Items from a data source
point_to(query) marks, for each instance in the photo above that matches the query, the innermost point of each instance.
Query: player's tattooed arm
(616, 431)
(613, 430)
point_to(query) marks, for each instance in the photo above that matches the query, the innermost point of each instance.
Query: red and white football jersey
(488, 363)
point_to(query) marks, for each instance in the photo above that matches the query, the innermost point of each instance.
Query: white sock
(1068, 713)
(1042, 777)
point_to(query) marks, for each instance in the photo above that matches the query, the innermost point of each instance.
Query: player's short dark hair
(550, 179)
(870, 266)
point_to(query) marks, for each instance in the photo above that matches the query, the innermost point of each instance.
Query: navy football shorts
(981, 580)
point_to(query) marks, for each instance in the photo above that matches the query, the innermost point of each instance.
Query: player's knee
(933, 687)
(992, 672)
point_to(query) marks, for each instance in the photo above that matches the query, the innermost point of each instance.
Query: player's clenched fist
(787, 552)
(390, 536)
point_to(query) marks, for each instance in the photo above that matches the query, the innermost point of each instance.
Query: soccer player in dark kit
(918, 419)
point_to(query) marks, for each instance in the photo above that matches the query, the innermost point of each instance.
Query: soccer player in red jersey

■ WORK ITEM
Show the data once more, exactly as it was written.

■ RESULT FOR THIS TASK
point_to(query) marks, for each instance in the photo above that matches the query, the innermost point of each instance.
Query: player's tattooed arm
(616, 431)
(613, 430)
point_to(query) marks, for each instance in the photo above that matches the query, the innermost point of each instance.
Query: red and white football jersey
(488, 363)
point_to(query) marks, for each instance in the photo above that matches the query, the innermost point of each instance.
Query: white sock
(1068, 713)
(1042, 777)
point_to(query) marks, for each instance in the photo above that matches the query, the innermost point of each instance.
Query: player's short dark hair
(550, 179)
(870, 266)
point_to(query) marks, for each instance in the photo above that matches the query, the innermost point of each instance.
Query: navy football shorts
(981, 580)
point_to(query) marks, for each instance in the photo above that matches the query, the innermost point of each instance.
Query: player's knee
(933, 687)
(992, 672)
point_to(query) marks, for each instance in the photo above that matches the query, the innermost point of each instance.
Query: player's clenched fist
(787, 552)
(390, 536)
point_to(query) marks, for each instance in the photo above that matches the query, the innermost point of each instance.
Query: soccer player in dark kit
(918, 419)
point_to(query) marks, for each instance in the photo above that matches the query, the innermost point of each instance.
Query: soccer player in red jersey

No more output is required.